Task to complete :: Write out all of the entries exactly as given.

Given records section start

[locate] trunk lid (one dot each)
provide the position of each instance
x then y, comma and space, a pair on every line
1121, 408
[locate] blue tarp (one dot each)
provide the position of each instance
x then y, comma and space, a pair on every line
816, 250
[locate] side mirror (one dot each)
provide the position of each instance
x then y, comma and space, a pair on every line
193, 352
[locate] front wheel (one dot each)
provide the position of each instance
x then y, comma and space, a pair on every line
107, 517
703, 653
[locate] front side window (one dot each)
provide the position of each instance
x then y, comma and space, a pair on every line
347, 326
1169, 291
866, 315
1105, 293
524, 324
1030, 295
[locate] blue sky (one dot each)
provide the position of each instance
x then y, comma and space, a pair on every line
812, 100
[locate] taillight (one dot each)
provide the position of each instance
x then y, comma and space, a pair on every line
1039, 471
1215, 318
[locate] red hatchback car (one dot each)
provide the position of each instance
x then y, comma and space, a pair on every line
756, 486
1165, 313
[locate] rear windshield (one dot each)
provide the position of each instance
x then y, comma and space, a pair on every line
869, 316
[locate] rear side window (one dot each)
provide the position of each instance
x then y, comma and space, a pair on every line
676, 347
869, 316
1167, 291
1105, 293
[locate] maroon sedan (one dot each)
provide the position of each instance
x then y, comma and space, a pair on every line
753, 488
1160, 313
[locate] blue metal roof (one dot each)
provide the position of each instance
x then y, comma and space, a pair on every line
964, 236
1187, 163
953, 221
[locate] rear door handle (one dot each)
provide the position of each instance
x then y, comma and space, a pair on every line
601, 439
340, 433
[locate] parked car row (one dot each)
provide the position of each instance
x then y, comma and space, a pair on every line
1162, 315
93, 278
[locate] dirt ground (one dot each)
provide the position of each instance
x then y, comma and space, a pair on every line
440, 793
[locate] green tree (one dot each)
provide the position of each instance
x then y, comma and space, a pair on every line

Given records section end

Answer for this exercise ::
[locate] trunk lid (one dot each)
provide the position of each instance
x then y, comma and space, a pair on every line
1121, 408
[locate] blue tarp (one dot each)
provide the position of each instance
x then y, comma and space, a pair on every line
816, 250
[locate] side mirror (one dot each)
provide the position of each instance
x then y, comma and space, a pair on every line
193, 352
[locate] front wheel (one dot each)
provide the position of each instance
x then y, comma and space, a pair on every line
107, 517
703, 653
[locate] front side window (one dot each)
provide the position of each instance
x then y, comma and space, a pair on every line
347, 326
1169, 291
866, 315
1105, 293
524, 324
1030, 295
[locate] blue sky (one dot each)
provide the position of each instance
x then y, comma and space, a pair on every line
812, 100
[locate] taillight (one dot each)
provide the position of each instance
x then y, comma and space, a pair on every line
1039, 471
1215, 318
[locate] red hatchback car (one dot each)
provide the position of each instance
x then y, comma and space, a pair on every line
756, 486
1165, 313
[locate] rear windshield (one dot each)
provide the position of each instance
x then y, comma and space, a pair on every line
869, 316
[locate] rear side window (one dot each)
provide the position of each instance
x then y, comma and space, a pair on every line
676, 347
869, 316
1167, 291
1105, 293
[locate] maroon sedan (one dot each)
provide the position of each instance
x then y, comma and space, a pair on every line
753, 488
1160, 313
[locate] blue metal roof (one dot each)
provide the position of each instance
x then y, comma and space, a pair on every line
964, 236
1187, 163
953, 221
[locate] rear door handle (one dot each)
provide the position of each instance
x then y, comma and space, a pair on every line
601, 439
340, 433
[locate] parked car row (one dot each)
provide the position of each instance
x then y, comma and space, a pair on every line
1162, 315
93, 278
[locate] dirt ground (one dot each)
provide the position of each instance
x then y, comma and space, a pair on every line
440, 793
[locate] green tree (one dot each)
provide the position of each instance
x then y, comma and space, a pair on every line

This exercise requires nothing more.